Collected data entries
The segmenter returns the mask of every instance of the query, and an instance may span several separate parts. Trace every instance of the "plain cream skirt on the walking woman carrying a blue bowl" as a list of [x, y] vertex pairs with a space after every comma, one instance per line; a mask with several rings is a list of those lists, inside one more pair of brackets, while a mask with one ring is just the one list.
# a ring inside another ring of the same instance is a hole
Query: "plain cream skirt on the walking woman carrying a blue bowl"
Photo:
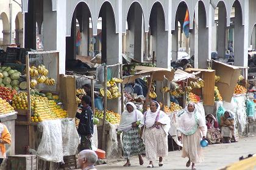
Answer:
[[204, 155], [200, 145], [201, 131], [198, 129], [193, 135], [182, 135], [182, 157], [188, 157], [192, 163], [204, 161]]

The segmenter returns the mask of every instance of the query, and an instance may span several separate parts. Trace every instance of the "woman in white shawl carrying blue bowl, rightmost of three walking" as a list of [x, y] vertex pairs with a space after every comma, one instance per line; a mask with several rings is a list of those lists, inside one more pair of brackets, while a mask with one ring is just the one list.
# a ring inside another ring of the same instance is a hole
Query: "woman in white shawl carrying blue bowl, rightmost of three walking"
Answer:
[[205, 140], [207, 126], [194, 103], [188, 103], [180, 115], [177, 134], [178, 140], [183, 143], [182, 157], [188, 157], [186, 166], [190, 167], [192, 163], [191, 169], [196, 169], [194, 164], [204, 160], [200, 141]]

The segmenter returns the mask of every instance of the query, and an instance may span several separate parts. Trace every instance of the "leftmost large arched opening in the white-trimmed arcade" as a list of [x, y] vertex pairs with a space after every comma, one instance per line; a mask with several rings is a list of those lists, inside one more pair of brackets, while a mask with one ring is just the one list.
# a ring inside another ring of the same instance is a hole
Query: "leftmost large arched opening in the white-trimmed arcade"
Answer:
[[66, 70], [88, 69], [90, 38], [92, 37], [91, 12], [85, 2], [79, 2], [71, 21], [71, 36], [66, 37]]

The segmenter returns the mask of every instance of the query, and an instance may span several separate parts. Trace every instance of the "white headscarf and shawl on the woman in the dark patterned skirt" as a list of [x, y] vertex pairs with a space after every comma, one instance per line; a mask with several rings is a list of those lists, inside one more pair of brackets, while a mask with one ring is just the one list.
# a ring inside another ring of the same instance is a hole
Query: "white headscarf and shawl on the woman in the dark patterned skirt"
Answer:
[[[132, 112], [127, 111], [127, 104], [130, 104], [133, 107]], [[118, 127], [118, 131], [128, 131], [132, 128], [132, 123], [143, 120], [143, 114], [140, 110], [137, 110], [137, 107], [132, 102], [126, 103], [126, 110], [124, 110], [121, 115], [121, 121]]]

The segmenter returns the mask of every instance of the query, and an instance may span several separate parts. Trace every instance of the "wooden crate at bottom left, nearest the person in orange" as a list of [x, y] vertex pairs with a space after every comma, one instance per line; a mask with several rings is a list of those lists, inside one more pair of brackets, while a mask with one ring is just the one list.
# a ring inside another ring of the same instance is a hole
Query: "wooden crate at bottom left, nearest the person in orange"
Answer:
[[13, 155], [7, 160], [7, 169], [9, 170], [37, 170], [37, 155]]

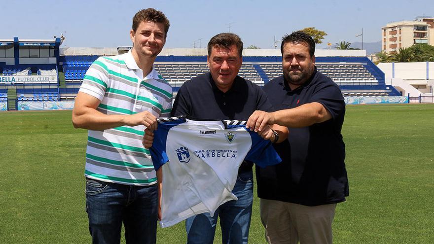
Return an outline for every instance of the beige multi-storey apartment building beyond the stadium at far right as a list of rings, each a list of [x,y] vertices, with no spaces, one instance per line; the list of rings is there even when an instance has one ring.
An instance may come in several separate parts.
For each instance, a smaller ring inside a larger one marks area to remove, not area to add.
[[[418,17],[413,21],[399,21],[381,28],[381,50],[386,53],[398,48],[410,47],[415,43],[434,46],[434,18]]]

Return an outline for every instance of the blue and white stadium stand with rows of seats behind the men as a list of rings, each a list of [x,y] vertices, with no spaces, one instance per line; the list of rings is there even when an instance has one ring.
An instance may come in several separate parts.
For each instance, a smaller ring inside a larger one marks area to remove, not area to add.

EXERCISE AIM
For this exercise, transcribe the entries above exactly, without any pictures.

SOLUTION FOR THIS EXERCISE
The segmenter returns the mask of every instance of the query, and an instance may span several separate parts. Trace every instance of the "plain cream skirt on the walking woman carrying a blue bowl" as a list of [x, y] vertex pairs with a space after every comma, one instance per line; a mask with several rings is a list of those lists, inside one more pair of brackets, while a mask with one ring is just the one list.
# a ring inside another ring of the same instance is a hole
Query: "plain cream skirt on the walking woman carrying a blue bowl"
Photo:
Answer:
[[204, 155], [200, 145], [201, 131], [198, 129], [193, 135], [182, 135], [182, 157], [188, 157], [192, 163], [204, 161]]

The segmenter returns the mask of every instance of the query, and an instance may span several separate parts. Trace every instance of the "woman in white shawl carrying blue bowl, rightmost of three walking" as a list of [x, y] vertex pairs with a space after every comma, one instance per line; a mask with several rings is a list of those lists, inside one more pair of brackets, while a mask with one ring is just the one list.
# a ring inside another ring of the same instance is a hole
Query: "woman in white shawl carrying blue bowl, rightmost of three walking"
Answer:
[[205, 140], [207, 126], [194, 103], [188, 103], [180, 115], [177, 134], [178, 140], [183, 143], [182, 157], [188, 157], [186, 166], [190, 167], [192, 163], [191, 169], [196, 169], [194, 164], [204, 160], [200, 141]]

The segmenter returns the mask of every instance of the query, and an instance may span several separate parts. Trace every instance of the "leftmost large arched opening in the white-trimmed arcade" as a list of [x, y] vertex pairs with a space after every comma, one instance per line; a mask with several rings is a list of those lists, inside one more pair of brackets, while a mask with one ring is just the one list.
# a ring inside another ring of the same instance is a hole
Query: "leftmost large arched opening in the white-trimmed arcade"
Answer:
[[66, 70], [88, 69], [90, 38], [92, 37], [91, 12], [85, 2], [79, 2], [71, 21], [71, 36], [66, 37]]

The segmenter returns the mask of every instance of the query, and an instance may span several separate parts. Trace every instance of the "white headscarf and shawl on the woman in the dark patterned skirt" as a list of [x, y] vertex pairs with a space after every comma, one instance per line; a mask with several rings is a list of those lists, inside one more pair of brackets, while a mask with one ring is just the one list.
# a ring inside another ring of the same instance is a hole
Query: "white headscarf and shawl on the woman in the dark patterned skirt"
Answer:
[[[132, 112], [127, 111], [127, 104], [130, 104], [133, 107]], [[118, 127], [118, 131], [128, 131], [132, 128], [132, 123], [143, 120], [143, 114], [140, 110], [137, 110], [137, 107], [132, 102], [126, 103], [126, 110], [124, 110], [121, 115], [121, 121]]]

The segmenter returns the mask of every instance of the query, and an instance may span several separate parts. Trace every instance of the "wooden crate at bottom left, nearest the person in orange" as a list of [x, y] vertex pairs with a space after every comma, one instance per line; a mask with several rings is a list of those lists, inside one more pair of brackets, while a mask with one ring is just the one list.
# a ring inside another ring of the same instance is a hole
Query: "wooden crate at bottom left, nearest the person in orange"
Answer:
[[13, 155], [7, 160], [7, 169], [9, 170], [37, 170], [37, 155]]

Return an outline for every instance of the beige multi-storey apartment building beyond the stadium at far right as a list of rings, each a list of [x,y] vertices, with no spaces, one instance per line; the list of rings is there even when an instance has one ring.
An instance may come in several separate parts.
For each instance, a smaller ring inside a larger one marks area to remove, not area to add.
[[[418,17],[413,21],[399,21],[381,28],[381,50],[386,53],[398,48],[410,47],[415,43],[434,46],[434,18]]]

Return an outline for every instance of the blue and white stadium stand with rows of seats behind the men as a list of rings, each a list of [x,y] vertices, with no spaces, one instance per line; the list of rings is there even when an instance has one ring.
An instance may come in several separate parts.
For each instance, a smaller ring inside a larger one marks area to remove, not area to add.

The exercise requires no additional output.